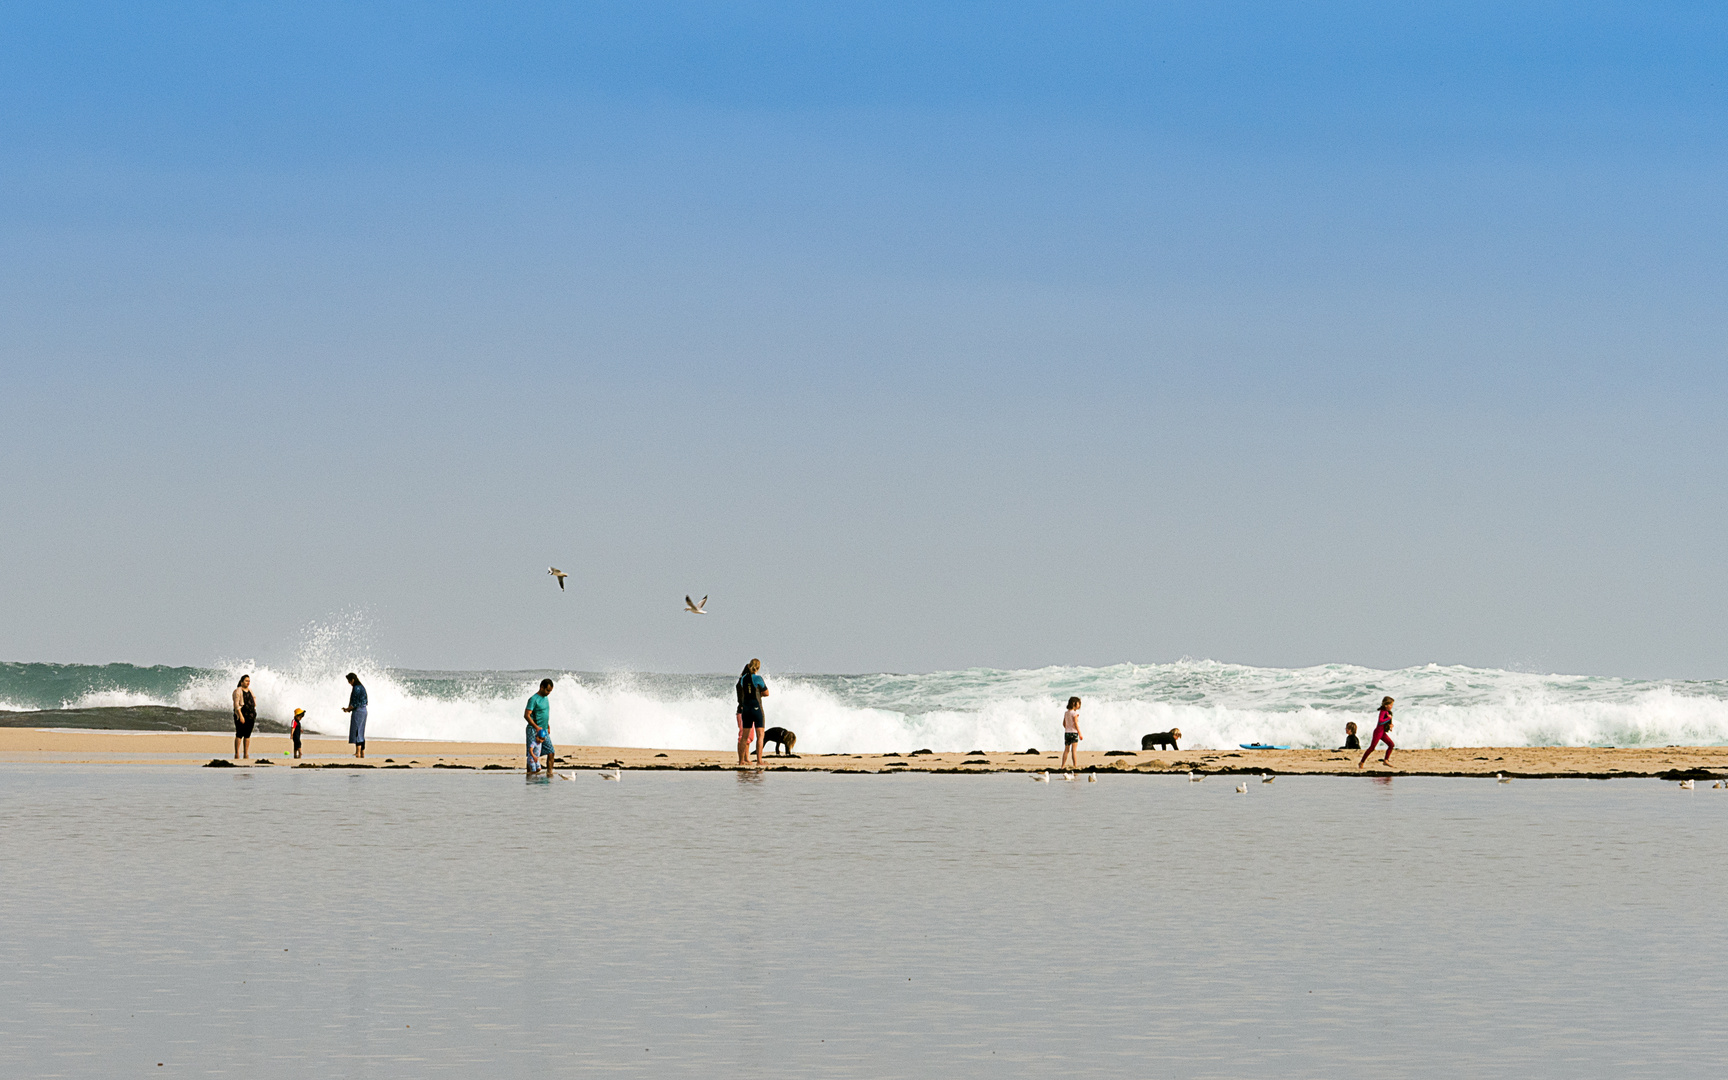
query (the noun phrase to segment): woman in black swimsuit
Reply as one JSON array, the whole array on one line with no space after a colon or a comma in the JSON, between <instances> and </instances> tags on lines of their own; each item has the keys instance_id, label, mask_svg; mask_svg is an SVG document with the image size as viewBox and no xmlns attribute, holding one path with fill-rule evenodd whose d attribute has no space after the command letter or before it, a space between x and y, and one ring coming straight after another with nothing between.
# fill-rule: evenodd
<instances>
[{"instance_id":1,"label":"woman in black swimsuit","mask_svg":"<svg viewBox=\"0 0 1728 1080\"><path fill-rule=\"evenodd\" d=\"M258 699L252 696L252 676L240 676L234 688L234 757L252 756L252 725L258 722Z\"/></svg>"}]
</instances>

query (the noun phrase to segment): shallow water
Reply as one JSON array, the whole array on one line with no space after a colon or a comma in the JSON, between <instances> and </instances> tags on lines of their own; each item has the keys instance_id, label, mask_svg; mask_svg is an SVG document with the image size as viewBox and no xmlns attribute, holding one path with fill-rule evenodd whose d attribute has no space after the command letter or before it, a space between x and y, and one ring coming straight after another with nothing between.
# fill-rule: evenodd
<instances>
[{"instance_id":1,"label":"shallow water","mask_svg":"<svg viewBox=\"0 0 1728 1080\"><path fill-rule=\"evenodd\" d=\"M1607 1077L1728 1051L1728 792L1249 787L0 767L0 1075Z\"/></svg>"}]
</instances>

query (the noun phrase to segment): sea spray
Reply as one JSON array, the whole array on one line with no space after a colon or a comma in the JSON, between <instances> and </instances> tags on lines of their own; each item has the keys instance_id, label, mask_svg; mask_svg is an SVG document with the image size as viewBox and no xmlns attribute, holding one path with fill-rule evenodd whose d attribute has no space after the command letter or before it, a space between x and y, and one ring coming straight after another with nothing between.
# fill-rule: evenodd
<instances>
[{"instance_id":1,"label":"sea spray","mask_svg":"<svg viewBox=\"0 0 1728 1080\"><path fill-rule=\"evenodd\" d=\"M415 671L390 668L352 635L308 638L282 666L214 668L0 664L0 701L14 708L170 705L226 712L250 674L259 715L341 734L342 676L357 671L371 698L370 734L514 742L542 677L558 682L561 744L725 750L736 738L730 674ZM1641 681L1441 667L1379 671L1344 664L1254 668L1212 661L969 669L926 674L766 672L768 723L798 732L804 753L1054 749L1062 703L1085 699L1088 750L1138 750L1148 732L1182 729L1182 746L1244 742L1335 747L1349 720L1367 730L1381 696L1398 699L1401 747L1728 743L1728 682ZM51 724L44 718L44 724Z\"/></svg>"}]
</instances>

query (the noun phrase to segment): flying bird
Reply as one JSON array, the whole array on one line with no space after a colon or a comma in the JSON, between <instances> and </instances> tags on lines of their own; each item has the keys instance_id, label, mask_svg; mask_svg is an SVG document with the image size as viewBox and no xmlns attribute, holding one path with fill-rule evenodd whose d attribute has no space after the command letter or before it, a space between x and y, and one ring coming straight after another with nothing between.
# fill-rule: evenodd
<instances>
[{"instance_id":1,"label":"flying bird","mask_svg":"<svg viewBox=\"0 0 1728 1080\"><path fill-rule=\"evenodd\" d=\"M605 769L602 769L602 770L600 770L600 779L602 779L602 780L622 780L622 779L624 779L624 770L623 769L613 769L612 771L608 772Z\"/></svg>"},{"instance_id":2,"label":"flying bird","mask_svg":"<svg viewBox=\"0 0 1728 1080\"><path fill-rule=\"evenodd\" d=\"M1048 772L1035 772L1032 774L1032 779L1040 784L1048 784L1050 782L1050 774Z\"/></svg>"},{"instance_id":3,"label":"flying bird","mask_svg":"<svg viewBox=\"0 0 1728 1080\"><path fill-rule=\"evenodd\" d=\"M1510 784L1512 782L1512 779L1505 773L1495 773L1494 779L1500 781L1502 784Z\"/></svg>"},{"instance_id":4,"label":"flying bird","mask_svg":"<svg viewBox=\"0 0 1728 1080\"><path fill-rule=\"evenodd\" d=\"M1692 781L1690 781L1690 780L1680 781L1680 790L1691 791L1692 790Z\"/></svg>"},{"instance_id":5,"label":"flying bird","mask_svg":"<svg viewBox=\"0 0 1728 1080\"><path fill-rule=\"evenodd\" d=\"M1098 782L1098 774L1095 772L1087 773L1086 774L1086 782L1088 784L1096 784Z\"/></svg>"},{"instance_id":6,"label":"flying bird","mask_svg":"<svg viewBox=\"0 0 1728 1080\"><path fill-rule=\"evenodd\" d=\"M570 575L566 574L564 571L558 569L556 566L547 567L546 572L558 579L558 591L563 592L564 591L564 579L569 577Z\"/></svg>"},{"instance_id":7,"label":"flying bird","mask_svg":"<svg viewBox=\"0 0 1728 1080\"><path fill-rule=\"evenodd\" d=\"M1199 776L1195 776L1193 773L1188 774L1188 782L1190 784L1198 784L1200 781L1202 781L1204 779L1206 779L1206 775L1204 773L1200 774Z\"/></svg>"},{"instance_id":8,"label":"flying bird","mask_svg":"<svg viewBox=\"0 0 1728 1080\"><path fill-rule=\"evenodd\" d=\"M1247 784L1245 784L1245 783L1243 783L1243 784L1237 784L1237 785L1236 785L1236 794L1238 794L1238 795L1246 795L1246 794L1248 794L1248 785L1247 785Z\"/></svg>"},{"instance_id":9,"label":"flying bird","mask_svg":"<svg viewBox=\"0 0 1728 1080\"><path fill-rule=\"evenodd\" d=\"M706 596L704 596L702 598L702 602L700 604L696 603L694 600L691 600L688 595L686 595L684 597L684 610L688 611L692 615L706 615L706 614L708 614L706 611L702 610L703 608L705 608L707 606L708 606L708 598Z\"/></svg>"},{"instance_id":10,"label":"flying bird","mask_svg":"<svg viewBox=\"0 0 1728 1080\"><path fill-rule=\"evenodd\" d=\"M1278 779L1278 774L1277 773L1271 773L1269 775L1262 776L1260 778L1260 782L1262 784L1270 784L1272 781L1274 781L1276 779Z\"/></svg>"}]
</instances>

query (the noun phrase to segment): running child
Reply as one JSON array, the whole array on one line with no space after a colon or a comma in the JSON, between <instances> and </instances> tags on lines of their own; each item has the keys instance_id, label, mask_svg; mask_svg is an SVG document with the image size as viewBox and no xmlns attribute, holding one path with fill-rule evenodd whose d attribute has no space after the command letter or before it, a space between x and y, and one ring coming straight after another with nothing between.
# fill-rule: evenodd
<instances>
[{"instance_id":1,"label":"running child","mask_svg":"<svg viewBox=\"0 0 1728 1080\"><path fill-rule=\"evenodd\" d=\"M1380 759L1381 764L1392 764L1392 699L1380 699L1380 718L1374 722L1374 741L1368 744L1368 749L1362 751L1362 760L1356 763L1360 769L1368 764L1368 759L1374 756L1374 748L1381 743L1386 744L1386 756Z\"/></svg>"}]
</instances>

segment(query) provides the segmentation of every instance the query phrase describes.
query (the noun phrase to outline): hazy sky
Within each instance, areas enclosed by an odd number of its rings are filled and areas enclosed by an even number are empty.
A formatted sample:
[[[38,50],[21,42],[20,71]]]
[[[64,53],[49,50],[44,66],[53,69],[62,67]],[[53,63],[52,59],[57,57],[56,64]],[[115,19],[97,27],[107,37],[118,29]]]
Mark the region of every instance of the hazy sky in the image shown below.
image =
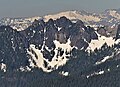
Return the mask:
[[[102,12],[120,8],[120,0],[0,0],[0,18],[41,16],[67,10]]]

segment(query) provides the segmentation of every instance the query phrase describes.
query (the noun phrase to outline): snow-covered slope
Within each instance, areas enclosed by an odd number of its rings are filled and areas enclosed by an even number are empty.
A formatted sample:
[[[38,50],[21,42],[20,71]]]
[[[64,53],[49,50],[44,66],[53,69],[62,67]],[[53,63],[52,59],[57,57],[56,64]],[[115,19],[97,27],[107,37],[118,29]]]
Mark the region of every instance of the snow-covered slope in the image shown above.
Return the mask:
[[[91,40],[87,50],[94,51],[95,49],[100,49],[105,43],[110,47],[112,47],[112,45],[115,44],[115,39],[113,39],[113,37],[105,37],[105,36],[102,36],[98,33],[97,33],[97,35],[98,35],[98,39]]]
[[[29,27],[34,20],[39,20],[41,17],[28,17],[28,18],[3,18],[0,20],[0,25],[9,25],[18,31],[24,30]]]
[[[120,21],[120,9],[108,9],[102,13],[88,13],[85,11],[64,11],[56,14],[49,14],[43,17],[28,17],[28,18],[3,18],[0,20],[0,25],[10,25],[13,29],[18,31],[26,29],[31,23],[37,19],[44,19],[47,22],[49,19],[58,19],[62,16],[76,22],[82,20],[86,25],[90,26],[109,26],[115,28]]]
[[[95,22],[99,22],[101,19],[99,16],[97,15],[93,15],[84,11],[66,11],[66,12],[60,12],[58,14],[53,14],[53,15],[46,15],[44,16],[45,21],[48,21],[50,18],[52,19],[58,19],[61,16],[65,16],[70,20],[74,20],[74,19],[79,19],[82,20],[84,22],[89,22],[89,21],[95,21]]]
[[[44,20],[48,21],[50,18],[58,19],[61,16],[65,16],[70,20],[82,20],[85,24],[91,26],[109,26],[109,28],[115,28],[120,21],[120,9],[108,9],[99,14],[88,13],[85,11],[65,11],[52,15],[44,16]]]

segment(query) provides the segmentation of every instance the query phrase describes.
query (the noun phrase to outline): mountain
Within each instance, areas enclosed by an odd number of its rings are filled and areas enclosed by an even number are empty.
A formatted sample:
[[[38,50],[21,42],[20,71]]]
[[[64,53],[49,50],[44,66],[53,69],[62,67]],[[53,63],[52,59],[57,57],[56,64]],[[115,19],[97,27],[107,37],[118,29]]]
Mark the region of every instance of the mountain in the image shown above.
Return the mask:
[[[108,9],[102,13],[88,13],[85,11],[66,11],[53,15],[46,15],[43,18],[48,21],[50,18],[57,19],[61,16],[65,16],[70,20],[82,20],[86,25],[93,27],[98,26],[109,26],[115,28],[120,21],[120,10],[119,9]]]
[[[93,27],[65,14],[32,18],[22,30],[10,24],[26,18],[1,24],[1,87],[119,87],[120,25]]]
[[[57,14],[28,17],[28,18],[3,18],[0,20],[0,25],[10,25],[13,29],[18,31],[28,28],[32,22],[36,20],[44,19],[47,22],[49,19],[56,20],[62,16],[67,17],[73,22],[82,20],[85,25],[92,27],[107,26],[109,28],[116,28],[120,21],[120,9],[107,9],[99,14],[88,13],[85,11],[64,11]]]
[[[28,28],[34,20],[38,20],[41,17],[28,17],[28,18],[2,18],[0,20],[0,25],[9,25],[13,29],[17,29],[18,31],[24,30]]]
[[[97,14],[87,13],[85,11],[66,11],[66,12],[60,12],[58,14],[54,15],[46,15],[44,16],[44,20],[48,21],[50,18],[57,19],[61,16],[65,16],[70,20],[82,20],[83,22],[89,23],[90,21],[98,22],[100,21],[100,17]]]

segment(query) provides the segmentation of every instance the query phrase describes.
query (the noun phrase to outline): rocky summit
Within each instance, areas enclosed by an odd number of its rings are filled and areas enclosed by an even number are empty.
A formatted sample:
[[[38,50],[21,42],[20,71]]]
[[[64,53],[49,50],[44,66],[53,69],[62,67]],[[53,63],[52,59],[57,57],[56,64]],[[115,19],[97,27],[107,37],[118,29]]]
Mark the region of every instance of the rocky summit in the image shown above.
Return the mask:
[[[1,25],[1,87],[119,87],[117,26],[94,28],[65,16],[35,19],[21,31]]]

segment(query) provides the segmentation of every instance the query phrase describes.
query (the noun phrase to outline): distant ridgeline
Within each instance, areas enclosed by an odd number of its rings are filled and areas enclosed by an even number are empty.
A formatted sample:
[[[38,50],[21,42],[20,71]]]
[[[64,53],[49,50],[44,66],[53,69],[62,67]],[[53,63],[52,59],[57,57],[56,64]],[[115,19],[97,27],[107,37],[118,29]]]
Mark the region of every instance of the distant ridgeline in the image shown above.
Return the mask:
[[[119,87],[120,25],[35,20],[0,26],[0,87]]]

> _What to produce_:
Go through the data and show every line where "shown" occurs.

> _Exercise answer_:
Mark the region of every instance of the hazy sky in the image shown below.
Mark the region of every instance of the snow-covered slope in the image shown above.
Mark the region of every instance of the mountain in the image shown above.
Mark the region of every instance of the rocky summit in the image shown above.
Mark the region of every instance of the distant ridgeline in the image shown above.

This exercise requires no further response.